Data drawn from a collection:
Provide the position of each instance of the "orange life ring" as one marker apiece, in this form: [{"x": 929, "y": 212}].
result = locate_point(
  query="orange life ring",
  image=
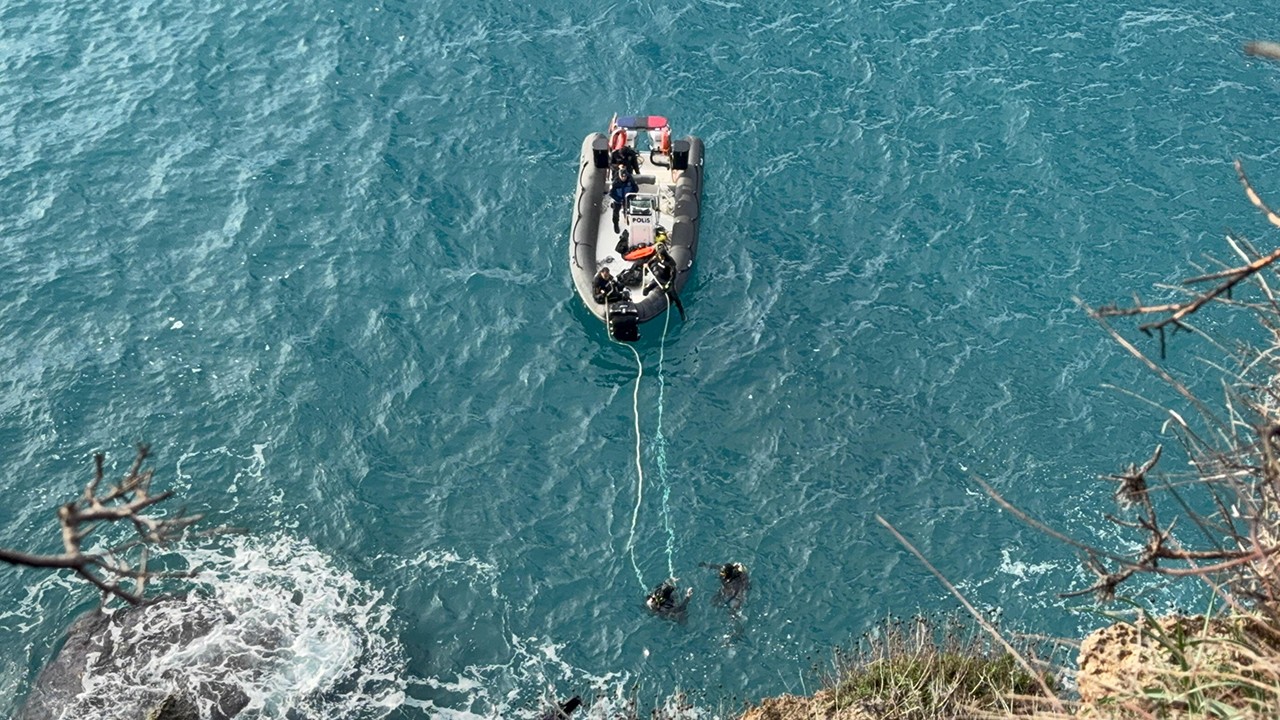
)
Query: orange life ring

---

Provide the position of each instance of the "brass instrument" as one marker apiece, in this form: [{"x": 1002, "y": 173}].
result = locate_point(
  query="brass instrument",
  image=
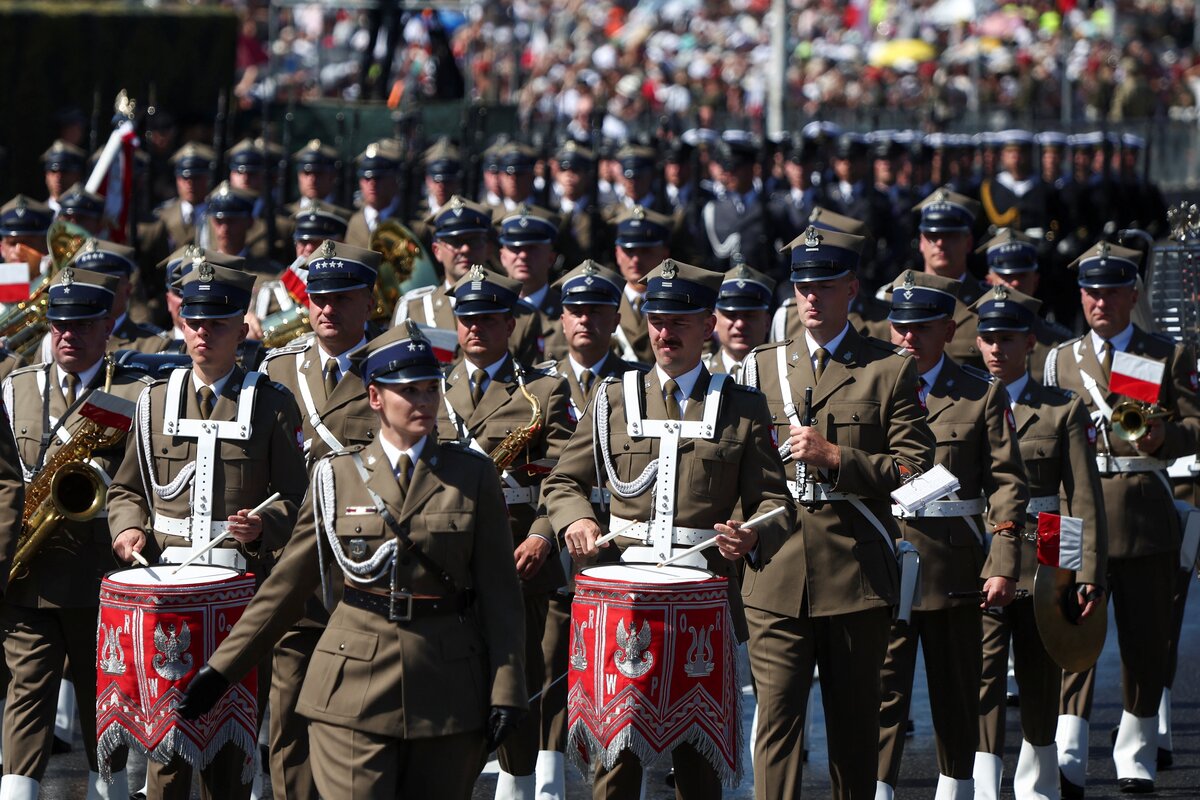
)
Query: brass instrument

» **GIVEN EXERCISE**:
Identify each line in the records above that contains the word "Provide", and copy those lines.

» **TASK ANSWER**:
Provide the position of each instance of the "orange life ring" as one marker apiece, in this form: [{"x": 929, "y": 212}].
Provide the position of each instance of the "brass instrument" as one marker apiece, in this form: [{"x": 1002, "y": 173}].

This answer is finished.